__Directives__:
A) Print the passage of the ROM post between "- Fall creators" and "sim enabled ecc.", inclusive.
B) In the records, raise every coordinate in the answers by 138 and reproduce the lines, with their requests, from the line holding "Target: dry grass clump" through the end of the records. Output only those lines.

# [ROM] SUPERCINQUETREDUE - MS lumia 532 dual sim - fcu 10.0.15254.124



## canapo92 (Feb 19, 2018)

Buonasera and welcome to the last tribute for windows 10 mobile!!!  :crying:

This rom is for everyone has its 532 dual sim stucked at 8.1 update.

*Features:*

           - Fall creators update 10.0.15254.124
                            - CV IT
                            - Builded for Hynix emmc
                            - Root acces
                               - useless apps removed  
  - Some apps for tweaks   
   - Adblocker 
       - Continuum library enabled          
       - Offline charging enabled      
    - Little improvements like reg sim enabled ecc.

__Records for this exercise__:

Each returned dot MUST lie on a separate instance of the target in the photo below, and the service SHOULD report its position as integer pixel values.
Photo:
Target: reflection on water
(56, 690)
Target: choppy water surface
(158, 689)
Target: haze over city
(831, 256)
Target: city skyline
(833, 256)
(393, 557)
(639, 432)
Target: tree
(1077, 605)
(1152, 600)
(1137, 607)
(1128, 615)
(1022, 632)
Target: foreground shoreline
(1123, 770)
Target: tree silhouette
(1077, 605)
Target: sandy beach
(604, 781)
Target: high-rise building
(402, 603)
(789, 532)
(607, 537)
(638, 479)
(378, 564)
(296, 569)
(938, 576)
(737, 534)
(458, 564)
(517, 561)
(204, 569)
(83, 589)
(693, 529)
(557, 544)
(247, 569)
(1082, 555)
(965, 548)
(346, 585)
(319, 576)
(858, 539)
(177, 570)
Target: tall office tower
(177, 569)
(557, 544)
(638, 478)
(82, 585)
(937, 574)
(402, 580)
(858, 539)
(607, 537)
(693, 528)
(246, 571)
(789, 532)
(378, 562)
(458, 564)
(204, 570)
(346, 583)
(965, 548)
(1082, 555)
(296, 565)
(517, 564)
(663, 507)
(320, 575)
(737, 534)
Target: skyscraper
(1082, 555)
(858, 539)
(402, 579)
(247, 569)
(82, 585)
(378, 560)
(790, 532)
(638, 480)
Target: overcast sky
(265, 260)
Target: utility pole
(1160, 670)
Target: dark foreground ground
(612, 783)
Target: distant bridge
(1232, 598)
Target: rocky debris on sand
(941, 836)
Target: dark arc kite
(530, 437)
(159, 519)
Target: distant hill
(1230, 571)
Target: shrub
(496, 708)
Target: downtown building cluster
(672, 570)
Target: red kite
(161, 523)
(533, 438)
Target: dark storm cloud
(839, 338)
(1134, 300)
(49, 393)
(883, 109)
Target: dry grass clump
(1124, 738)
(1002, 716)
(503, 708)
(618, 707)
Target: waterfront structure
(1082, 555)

__Answers in order__:
A)
- Fall creators update 10.0.15254.124
                            - CV IT
                            - Builded for Hynix emmc
                            - Root acces
                               - useless apps removed  
  - Some apps for tweaks   
   - Adblocker 
       - Continuum library enabled          
       - Offline charging enabled      
    - Little improvements like reg sim enabled ecc.

B)
Target: dry grass clump
(1262, 876)
(1140, 854)
(641, 846)
(756, 845)
Target: waterfront structure
(1220, 693)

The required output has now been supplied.